DIRECTION ▸ Update the data from its first line up to and including the line containing "POLYGON ((320 196, 314" by replacing "tall window" with "narrow window", leaving everything else unchanged.

====== DATA ENTRIES ======

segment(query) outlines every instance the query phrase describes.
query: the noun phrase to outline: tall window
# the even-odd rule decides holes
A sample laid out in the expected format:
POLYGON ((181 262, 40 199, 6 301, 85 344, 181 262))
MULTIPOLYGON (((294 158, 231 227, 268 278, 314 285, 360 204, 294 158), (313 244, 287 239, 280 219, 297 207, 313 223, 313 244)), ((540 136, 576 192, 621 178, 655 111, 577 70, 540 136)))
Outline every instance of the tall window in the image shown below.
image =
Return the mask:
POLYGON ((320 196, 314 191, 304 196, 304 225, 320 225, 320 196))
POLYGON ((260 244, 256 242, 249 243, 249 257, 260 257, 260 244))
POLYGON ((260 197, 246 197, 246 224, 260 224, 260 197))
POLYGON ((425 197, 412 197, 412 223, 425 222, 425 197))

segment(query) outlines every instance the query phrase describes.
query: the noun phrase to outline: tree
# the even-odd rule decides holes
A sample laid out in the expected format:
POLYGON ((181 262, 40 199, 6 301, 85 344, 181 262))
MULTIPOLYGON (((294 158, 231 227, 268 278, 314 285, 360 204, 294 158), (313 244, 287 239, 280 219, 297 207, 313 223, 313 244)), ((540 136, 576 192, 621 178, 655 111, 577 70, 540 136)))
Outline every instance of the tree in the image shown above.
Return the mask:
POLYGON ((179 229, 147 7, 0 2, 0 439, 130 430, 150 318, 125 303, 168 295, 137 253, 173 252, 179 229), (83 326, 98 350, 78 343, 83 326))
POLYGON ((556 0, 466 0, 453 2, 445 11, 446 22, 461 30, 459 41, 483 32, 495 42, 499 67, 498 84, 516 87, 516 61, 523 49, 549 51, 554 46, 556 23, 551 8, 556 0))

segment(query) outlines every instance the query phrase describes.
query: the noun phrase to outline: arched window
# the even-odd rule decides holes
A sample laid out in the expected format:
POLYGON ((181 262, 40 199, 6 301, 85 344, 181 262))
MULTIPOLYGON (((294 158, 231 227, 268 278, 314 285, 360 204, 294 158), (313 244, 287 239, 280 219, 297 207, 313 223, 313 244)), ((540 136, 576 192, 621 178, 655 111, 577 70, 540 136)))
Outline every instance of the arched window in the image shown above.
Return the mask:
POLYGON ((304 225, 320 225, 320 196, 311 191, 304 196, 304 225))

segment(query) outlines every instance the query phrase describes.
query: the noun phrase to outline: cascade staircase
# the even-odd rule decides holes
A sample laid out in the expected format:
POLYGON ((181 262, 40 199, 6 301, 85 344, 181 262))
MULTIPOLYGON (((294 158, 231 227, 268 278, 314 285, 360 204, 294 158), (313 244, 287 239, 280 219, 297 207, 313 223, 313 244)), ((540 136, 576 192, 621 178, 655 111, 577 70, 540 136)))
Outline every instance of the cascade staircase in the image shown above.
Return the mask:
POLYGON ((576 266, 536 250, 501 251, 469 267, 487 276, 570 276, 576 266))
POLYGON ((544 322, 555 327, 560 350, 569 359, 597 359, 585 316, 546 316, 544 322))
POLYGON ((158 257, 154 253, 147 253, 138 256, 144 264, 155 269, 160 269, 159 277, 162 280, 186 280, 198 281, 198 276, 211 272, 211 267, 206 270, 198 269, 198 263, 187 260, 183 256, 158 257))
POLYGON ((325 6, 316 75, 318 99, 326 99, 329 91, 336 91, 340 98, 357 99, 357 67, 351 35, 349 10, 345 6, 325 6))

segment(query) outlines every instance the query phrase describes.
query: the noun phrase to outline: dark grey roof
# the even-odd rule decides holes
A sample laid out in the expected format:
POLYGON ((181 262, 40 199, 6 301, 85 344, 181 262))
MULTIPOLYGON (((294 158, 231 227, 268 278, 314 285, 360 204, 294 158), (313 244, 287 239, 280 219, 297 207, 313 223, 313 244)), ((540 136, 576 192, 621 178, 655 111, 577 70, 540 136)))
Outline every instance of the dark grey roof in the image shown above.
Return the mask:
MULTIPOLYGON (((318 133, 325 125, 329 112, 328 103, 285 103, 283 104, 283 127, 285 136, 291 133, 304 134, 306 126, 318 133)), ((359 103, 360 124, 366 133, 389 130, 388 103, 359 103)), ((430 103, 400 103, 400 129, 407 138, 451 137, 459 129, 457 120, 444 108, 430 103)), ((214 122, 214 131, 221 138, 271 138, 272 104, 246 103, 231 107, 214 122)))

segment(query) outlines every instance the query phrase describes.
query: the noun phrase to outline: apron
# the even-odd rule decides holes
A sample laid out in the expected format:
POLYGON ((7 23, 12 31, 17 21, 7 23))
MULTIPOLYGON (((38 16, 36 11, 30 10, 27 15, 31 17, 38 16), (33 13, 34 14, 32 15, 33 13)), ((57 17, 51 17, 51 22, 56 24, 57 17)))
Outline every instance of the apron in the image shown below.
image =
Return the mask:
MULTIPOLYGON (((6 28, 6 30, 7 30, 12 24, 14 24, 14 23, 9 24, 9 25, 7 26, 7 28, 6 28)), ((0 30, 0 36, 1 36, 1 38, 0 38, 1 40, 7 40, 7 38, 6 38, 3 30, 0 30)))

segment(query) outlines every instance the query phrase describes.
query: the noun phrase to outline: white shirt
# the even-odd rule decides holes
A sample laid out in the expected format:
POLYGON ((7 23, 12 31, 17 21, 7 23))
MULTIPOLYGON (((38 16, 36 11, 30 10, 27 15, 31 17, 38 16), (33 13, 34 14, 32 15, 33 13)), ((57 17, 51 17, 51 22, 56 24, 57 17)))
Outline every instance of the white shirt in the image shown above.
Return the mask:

======

SOLUTION BELOW ▸
segment(query) outlines every instance the query phrase describes.
query: the noun phrase to outline: narrow window
# the even-odd rule decides holes
A sample laid out in the expected format:
POLYGON ((181 262, 40 199, 6 301, 85 344, 181 262))
MULTIPOLYGON (((294 158, 231 227, 268 278, 314 285, 360 204, 294 158), (313 244, 287 239, 280 219, 297 207, 313 223, 313 244)), ((540 136, 576 192, 621 178, 655 111, 577 70, 540 136)))
Outline every instance of the narrow window in the image shown below.
image =
Return the mask:
POLYGON ((320 196, 314 191, 304 196, 304 225, 320 225, 320 196))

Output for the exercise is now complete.